■ Task goal: Extract each line of the items below word for word, leaving out the pictures.

■ Material for this task:
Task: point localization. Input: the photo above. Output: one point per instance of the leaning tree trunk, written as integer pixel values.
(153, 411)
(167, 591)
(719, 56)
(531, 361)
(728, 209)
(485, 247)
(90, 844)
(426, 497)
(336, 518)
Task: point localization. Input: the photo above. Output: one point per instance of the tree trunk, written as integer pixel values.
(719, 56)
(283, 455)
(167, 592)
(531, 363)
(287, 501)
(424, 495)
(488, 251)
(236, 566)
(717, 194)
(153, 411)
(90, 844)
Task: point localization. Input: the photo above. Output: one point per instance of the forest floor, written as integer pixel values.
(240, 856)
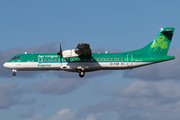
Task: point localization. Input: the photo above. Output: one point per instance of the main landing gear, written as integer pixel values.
(14, 72)
(81, 73)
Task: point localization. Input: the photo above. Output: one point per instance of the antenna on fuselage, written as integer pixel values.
(60, 53)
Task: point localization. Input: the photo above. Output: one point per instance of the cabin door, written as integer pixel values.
(129, 60)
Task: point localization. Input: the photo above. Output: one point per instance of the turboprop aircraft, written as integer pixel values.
(82, 60)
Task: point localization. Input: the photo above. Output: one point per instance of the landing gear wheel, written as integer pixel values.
(14, 74)
(81, 74)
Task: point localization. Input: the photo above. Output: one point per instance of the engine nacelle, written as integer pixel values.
(69, 53)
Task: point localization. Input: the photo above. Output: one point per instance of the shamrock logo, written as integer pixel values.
(160, 43)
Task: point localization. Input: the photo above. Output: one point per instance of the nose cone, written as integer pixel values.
(5, 65)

■ Answer to the task:
Task: point localization. Input: the photo above. Output: one point per instance of the leaning tree trunk, written as integer pixel values.
(153, 411)
(167, 591)
(719, 56)
(531, 361)
(728, 209)
(485, 247)
(90, 844)
(426, 497)
(336, 518)
Task: point localization. Input: the photo above. Output: one point per instance of the tree trunk, written as integer pixel values.
(719, 56)
(283, 455)
(167, 592)
(531, 363)
(287, 501)
(424, 495)
(488, 251)
(236, 566)
(717, 194)
(153, 411)
(90, 844)
Task: point localization. Input: the photo above. Output: one point per instance of the forest floor, written as integer pixel values.
(240, 856)
Task: point localization. Input: the photo above. Output: one point per instance of the main landing gear, written as integer pixel values.
(14, 72)
(81, 73)
Task: point localization. Input: the photo above. Output: one point per instance of the antenna on fuselage, written as integer pixel values.
(60, 53)
Task: point localization. Input: the photo above. Output: one point per instance of the cabin door, written as integer pixel values.
(129, 60)
Task: point localization. Input: the photo above. Output: one point per instance of the turboprop aircraft, written as integer pixel values.
(82, 60)
Task: point localization. Input: the photo above. Output: one point per instance of the landing gear wheel, written as integer pixel values.
(14, 74)
(81, 74)
Task: point localization. Input: the photo above. Output: one point per instance of the engine nacelle, written as integer pixel values.
(69, 53)
Task: point localization. Input: the photo above. Output: one point per instance of the shamrock logo, written as integer pixel values.
(160, 43)
Task: point localization. Input: the photo above. Output: one point per instance of the nose cone, written as integer pixel values.
(5, 65)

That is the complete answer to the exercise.